# DOCUMENT PASSAGE
-----

2. System Architecture and Device

The system architectures and operating principles of the conventional PID controller, fuzzy controller, mBot robot, and the DRL-Fuzzy-PID controller, as proposed in this paper, are outlined as follows:

2.1. Conventional PID Controller

The operation of a conventional closed-loop PID controller in applying a WMR tracking system is expressed as Equations (1)–(3), and the system architecture is shown in Figure 1. Where y_sp: the set point of the controller, e(k): the error of the sensing position and set point, e′(k): the error variation of two consecutive moments, k_p: the proportional gain parameter, k_i: the integral gain parameter, k_d: the derivative gain parameter, u(k): the output of PID controller operation. Process block: the voltage of the right and left motors is controlled by the value of u(k) to control the speed difference. Calculated Position block: the position y(k) of WMR is calculated and fed back to the input end (Σ) and compared with the controller set point y_sp for the PID controller to control the position error. Expressed as Equation (3), k_p, k_i,and k_d are three important gain parameters of the PID controller, and appropriate tuning of the values is closely bound with the control effectiveness of the PID controller [17,18].

e (k) = y_{s p} - y (k)

(1)

e^{'} (k) = e (k) - e (k - 1)

(2)

u (k) = k_{p} e (k) + k_{i} \int e (k) + k_{d} e^{'} (k)

(3)

2.2. Fuzzy Controller

The system architecture of the fuzzy controller is shown in Figure 2. The operation mode is approximately divided into five parts: (1) define input/output variable; (2) fuzzification; (3) create a knowledge base of rules; (4) fuzzy inference; (5) defuzzification. In Figure 2, input parameters E and EC of the fuzzy controller are defined, which are obtained by normalizing the e(k) and e′(k) of the PID controller (Figure 1). Afterward, input parameters E and EC are converted into semantic values by the fuzzification program. The corresponding semantic fuzzy output is generated after fuzzy inference of the fuzzy rule base, as designed by expertise. Finally, the semantic fuzzy output is converted into the crisp output of the fuzzy controller by the operational program of defuzzification for the PID controller to tune gain parameters (Δk_p, Δk_d) [19,20].

-----

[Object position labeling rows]
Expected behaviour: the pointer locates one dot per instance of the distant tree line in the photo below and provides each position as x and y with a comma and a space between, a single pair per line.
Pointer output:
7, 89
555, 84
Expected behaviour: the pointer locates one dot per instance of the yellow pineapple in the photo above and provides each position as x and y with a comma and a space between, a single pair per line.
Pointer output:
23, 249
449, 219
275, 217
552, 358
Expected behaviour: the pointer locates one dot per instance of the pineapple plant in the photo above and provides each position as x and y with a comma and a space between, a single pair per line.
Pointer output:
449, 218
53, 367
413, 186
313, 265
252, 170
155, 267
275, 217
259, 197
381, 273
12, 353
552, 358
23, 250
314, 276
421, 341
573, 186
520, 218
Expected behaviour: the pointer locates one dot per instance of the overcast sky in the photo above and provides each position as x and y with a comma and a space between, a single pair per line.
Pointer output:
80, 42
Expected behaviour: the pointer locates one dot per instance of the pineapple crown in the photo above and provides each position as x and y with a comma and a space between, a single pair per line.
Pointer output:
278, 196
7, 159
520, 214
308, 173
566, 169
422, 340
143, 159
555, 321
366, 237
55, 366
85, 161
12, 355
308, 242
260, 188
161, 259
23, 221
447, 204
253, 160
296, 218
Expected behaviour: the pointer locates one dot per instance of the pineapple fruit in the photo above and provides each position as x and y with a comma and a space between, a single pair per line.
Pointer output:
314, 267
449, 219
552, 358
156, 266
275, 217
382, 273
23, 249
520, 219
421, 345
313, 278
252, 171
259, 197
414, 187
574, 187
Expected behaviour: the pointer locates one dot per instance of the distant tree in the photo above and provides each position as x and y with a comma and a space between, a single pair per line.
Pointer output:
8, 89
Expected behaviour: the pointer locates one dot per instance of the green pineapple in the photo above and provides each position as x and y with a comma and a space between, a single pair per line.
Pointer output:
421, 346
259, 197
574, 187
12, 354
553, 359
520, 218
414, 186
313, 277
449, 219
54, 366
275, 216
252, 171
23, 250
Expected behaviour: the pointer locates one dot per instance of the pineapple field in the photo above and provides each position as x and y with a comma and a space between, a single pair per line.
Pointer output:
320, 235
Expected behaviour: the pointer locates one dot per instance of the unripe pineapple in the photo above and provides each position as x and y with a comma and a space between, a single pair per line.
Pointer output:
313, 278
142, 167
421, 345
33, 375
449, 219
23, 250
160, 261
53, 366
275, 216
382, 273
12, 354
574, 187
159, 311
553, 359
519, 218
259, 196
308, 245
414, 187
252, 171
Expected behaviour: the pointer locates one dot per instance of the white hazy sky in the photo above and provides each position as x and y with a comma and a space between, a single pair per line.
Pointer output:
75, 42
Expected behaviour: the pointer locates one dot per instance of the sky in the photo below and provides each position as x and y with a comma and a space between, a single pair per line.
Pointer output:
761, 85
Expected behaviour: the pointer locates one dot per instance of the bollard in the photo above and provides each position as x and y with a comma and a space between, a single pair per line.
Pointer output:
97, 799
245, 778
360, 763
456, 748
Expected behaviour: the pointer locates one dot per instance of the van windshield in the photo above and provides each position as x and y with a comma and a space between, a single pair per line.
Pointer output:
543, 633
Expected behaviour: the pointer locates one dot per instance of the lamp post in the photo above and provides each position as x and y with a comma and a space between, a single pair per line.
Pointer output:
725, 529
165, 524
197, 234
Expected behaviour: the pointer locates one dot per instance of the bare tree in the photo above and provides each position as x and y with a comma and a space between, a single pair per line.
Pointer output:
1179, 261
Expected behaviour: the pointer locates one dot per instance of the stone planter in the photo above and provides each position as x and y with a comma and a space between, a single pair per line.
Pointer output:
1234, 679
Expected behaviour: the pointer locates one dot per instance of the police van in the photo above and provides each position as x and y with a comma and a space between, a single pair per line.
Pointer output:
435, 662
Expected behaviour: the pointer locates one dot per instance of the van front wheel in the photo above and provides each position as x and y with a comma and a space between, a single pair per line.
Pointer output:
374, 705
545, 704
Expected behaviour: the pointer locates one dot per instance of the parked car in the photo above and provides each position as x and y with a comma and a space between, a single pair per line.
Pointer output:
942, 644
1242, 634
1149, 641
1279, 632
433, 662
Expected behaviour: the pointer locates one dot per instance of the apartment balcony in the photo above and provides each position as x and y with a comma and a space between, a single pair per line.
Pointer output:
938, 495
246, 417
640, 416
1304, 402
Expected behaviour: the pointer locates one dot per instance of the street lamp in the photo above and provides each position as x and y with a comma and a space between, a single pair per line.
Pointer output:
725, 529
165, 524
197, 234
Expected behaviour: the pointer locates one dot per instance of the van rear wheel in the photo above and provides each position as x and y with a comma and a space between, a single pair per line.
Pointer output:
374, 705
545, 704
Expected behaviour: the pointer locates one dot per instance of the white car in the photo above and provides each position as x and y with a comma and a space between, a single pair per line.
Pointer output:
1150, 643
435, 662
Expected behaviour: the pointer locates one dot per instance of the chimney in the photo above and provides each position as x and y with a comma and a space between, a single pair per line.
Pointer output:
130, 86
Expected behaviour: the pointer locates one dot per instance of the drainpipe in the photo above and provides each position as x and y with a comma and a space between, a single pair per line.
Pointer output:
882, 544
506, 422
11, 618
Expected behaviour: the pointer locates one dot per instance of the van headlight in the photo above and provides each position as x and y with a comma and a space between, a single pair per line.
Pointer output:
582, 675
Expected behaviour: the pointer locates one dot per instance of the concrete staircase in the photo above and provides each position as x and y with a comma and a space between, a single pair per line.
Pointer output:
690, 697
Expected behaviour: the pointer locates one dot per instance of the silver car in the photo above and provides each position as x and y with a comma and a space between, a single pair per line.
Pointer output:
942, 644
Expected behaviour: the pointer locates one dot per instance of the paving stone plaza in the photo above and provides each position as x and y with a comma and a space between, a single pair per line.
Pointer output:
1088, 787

-----

# TASK SET
- 1) Translate this sentence from the controller architecture passage into Spanish: "The system architecture of the fuzzy controller is shown in Figure 2."
- 2) Transcribe the rows word for word, starting at the line that contains "the van headlight" and ending with the final line of the rows.

# ANSWERS FOR THE EXERCISE
- 1) La arquitectura del sistema del controlador difuso se muestra en la Figura 2.

- 2)
Expected behaviour: the pointer locates one dot per instance of the van headlight in the photo above and provides each position as x and y with a comma and a space between, a single pair per line.
Pointer output:
582, 675
Expected behaviour: the pointer locates one dot per instance of the concrete staircase in the photo above and provides each position as x and y with a comma and a space between, a single pair per line.
Pointer output:
690, 697
Expected behaviour: the pointer locates one dot per instance of the silver car in the photo above and provides each position as x and y with a comma and a space between, a single pair per line.
Pointer output:
942, 644
Expected behaviour: the pointer locates one dot per instance of the paving stone plaza in the photo above and provides each position as x and y with a comma and a space between, a single pair per line.
Pointer output:
1088, 787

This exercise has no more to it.